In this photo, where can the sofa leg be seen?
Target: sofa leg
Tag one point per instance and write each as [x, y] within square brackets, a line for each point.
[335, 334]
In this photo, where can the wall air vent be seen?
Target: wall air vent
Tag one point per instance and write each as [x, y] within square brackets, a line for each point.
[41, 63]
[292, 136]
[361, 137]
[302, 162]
____
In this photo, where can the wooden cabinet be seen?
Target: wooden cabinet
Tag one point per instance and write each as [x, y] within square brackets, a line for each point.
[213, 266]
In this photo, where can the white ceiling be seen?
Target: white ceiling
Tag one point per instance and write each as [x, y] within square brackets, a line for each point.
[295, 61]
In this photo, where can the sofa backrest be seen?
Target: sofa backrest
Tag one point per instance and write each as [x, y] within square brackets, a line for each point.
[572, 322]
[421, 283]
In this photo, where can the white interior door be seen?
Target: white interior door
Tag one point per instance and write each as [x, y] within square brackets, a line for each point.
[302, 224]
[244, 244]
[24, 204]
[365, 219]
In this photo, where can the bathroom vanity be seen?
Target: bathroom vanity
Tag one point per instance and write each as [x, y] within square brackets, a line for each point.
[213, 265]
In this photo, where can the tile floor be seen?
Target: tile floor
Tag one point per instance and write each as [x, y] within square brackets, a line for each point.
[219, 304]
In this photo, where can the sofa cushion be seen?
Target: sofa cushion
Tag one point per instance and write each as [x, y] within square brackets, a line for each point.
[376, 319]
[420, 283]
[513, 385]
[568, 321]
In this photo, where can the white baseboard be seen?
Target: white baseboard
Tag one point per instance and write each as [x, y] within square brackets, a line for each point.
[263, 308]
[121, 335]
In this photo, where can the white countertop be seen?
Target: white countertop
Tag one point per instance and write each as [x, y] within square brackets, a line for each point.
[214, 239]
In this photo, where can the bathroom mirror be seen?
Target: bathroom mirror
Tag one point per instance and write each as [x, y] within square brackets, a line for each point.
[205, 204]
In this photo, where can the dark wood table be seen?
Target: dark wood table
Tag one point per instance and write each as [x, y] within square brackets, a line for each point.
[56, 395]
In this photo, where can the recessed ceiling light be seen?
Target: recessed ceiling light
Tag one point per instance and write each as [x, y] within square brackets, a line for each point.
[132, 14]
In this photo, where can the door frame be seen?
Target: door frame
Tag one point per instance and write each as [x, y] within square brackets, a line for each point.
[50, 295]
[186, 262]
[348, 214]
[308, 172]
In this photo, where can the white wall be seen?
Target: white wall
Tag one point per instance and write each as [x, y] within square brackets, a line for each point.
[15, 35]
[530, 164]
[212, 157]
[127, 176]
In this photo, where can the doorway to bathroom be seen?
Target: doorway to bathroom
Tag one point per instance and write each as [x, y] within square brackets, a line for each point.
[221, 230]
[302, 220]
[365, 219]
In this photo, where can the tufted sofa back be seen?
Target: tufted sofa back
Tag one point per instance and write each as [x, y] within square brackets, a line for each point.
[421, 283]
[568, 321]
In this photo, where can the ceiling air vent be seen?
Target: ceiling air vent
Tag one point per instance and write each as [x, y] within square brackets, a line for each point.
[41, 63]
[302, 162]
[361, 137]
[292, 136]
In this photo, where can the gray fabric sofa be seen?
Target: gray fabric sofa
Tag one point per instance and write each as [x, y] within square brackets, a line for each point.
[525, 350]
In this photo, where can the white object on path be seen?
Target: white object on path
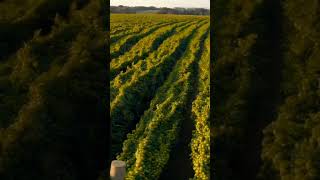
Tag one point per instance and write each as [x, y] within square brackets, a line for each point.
____
• [Stated task]
Report each line of the listing above that contains the word "dark", copying every such line in full. Case counts, so only lines with a case-exact match qualify.

• [Task output]
In this photo, where can the dark wood table be seen?
Target: dark wood table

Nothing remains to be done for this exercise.